Your task:
Reproduce verbatim the entries from the line containing "In which part of the image can the skier" through the line containing "[278,7,800,151]", including both of those lines.

Dataset entries:
::::::

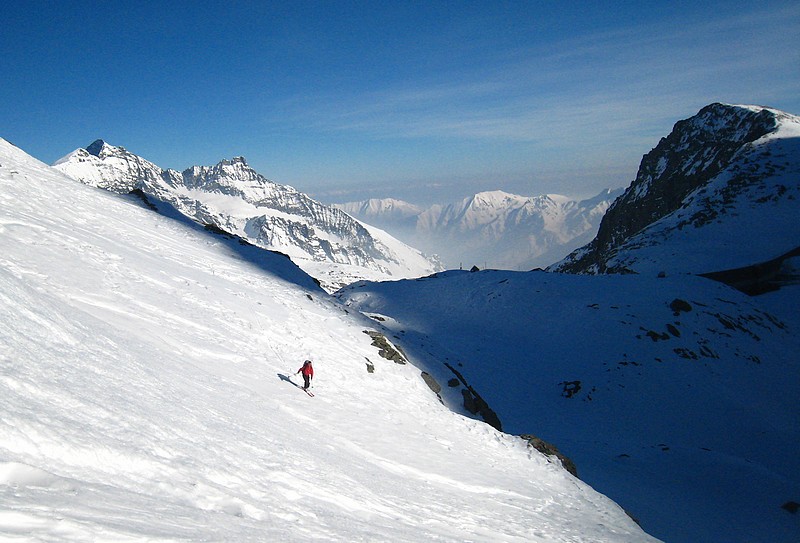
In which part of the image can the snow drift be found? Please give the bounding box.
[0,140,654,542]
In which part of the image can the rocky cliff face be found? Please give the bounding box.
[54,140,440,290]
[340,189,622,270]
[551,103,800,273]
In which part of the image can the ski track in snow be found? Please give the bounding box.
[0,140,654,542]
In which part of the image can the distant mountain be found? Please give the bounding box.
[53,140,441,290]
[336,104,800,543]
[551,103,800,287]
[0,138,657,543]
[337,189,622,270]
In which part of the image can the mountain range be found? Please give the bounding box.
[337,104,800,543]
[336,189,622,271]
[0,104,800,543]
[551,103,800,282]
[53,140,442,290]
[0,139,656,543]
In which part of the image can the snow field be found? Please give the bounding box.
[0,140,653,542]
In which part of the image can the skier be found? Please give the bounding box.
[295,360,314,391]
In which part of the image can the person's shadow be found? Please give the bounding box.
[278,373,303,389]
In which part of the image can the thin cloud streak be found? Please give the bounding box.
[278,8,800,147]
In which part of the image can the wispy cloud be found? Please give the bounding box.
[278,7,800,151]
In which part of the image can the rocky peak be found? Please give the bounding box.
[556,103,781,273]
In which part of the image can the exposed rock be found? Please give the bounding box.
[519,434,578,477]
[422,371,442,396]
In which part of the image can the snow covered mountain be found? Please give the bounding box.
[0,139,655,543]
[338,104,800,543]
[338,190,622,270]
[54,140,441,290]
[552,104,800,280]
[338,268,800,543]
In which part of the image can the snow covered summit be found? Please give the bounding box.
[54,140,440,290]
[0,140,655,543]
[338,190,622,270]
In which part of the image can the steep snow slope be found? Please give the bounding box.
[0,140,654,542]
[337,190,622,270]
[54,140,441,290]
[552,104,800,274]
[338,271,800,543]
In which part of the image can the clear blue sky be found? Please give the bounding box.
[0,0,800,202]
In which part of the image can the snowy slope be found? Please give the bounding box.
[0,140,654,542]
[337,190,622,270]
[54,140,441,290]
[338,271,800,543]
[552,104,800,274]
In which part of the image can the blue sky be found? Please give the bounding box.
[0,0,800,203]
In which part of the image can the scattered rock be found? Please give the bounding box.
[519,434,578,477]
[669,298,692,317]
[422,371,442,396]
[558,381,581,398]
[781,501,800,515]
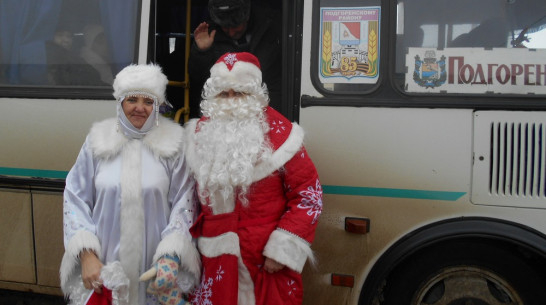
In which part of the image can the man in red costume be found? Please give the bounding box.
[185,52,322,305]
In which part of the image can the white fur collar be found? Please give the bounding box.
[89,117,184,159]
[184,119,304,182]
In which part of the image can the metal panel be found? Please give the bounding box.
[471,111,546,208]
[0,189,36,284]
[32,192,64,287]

::::::

Written solution:
In which part of the image can the skier be found? Please give the bounding box.
[295,360,314,391]
In which part of the image can the person's shadow be found? Please give the bounding box.
[278,373,303,389]
In which part of the image can the thin cloud streak be found? Please give the bounding box.
[278,8,800,147]
In which part of the image can the wispy cloud be found? Please give the bounding box.
[278,7,800,151]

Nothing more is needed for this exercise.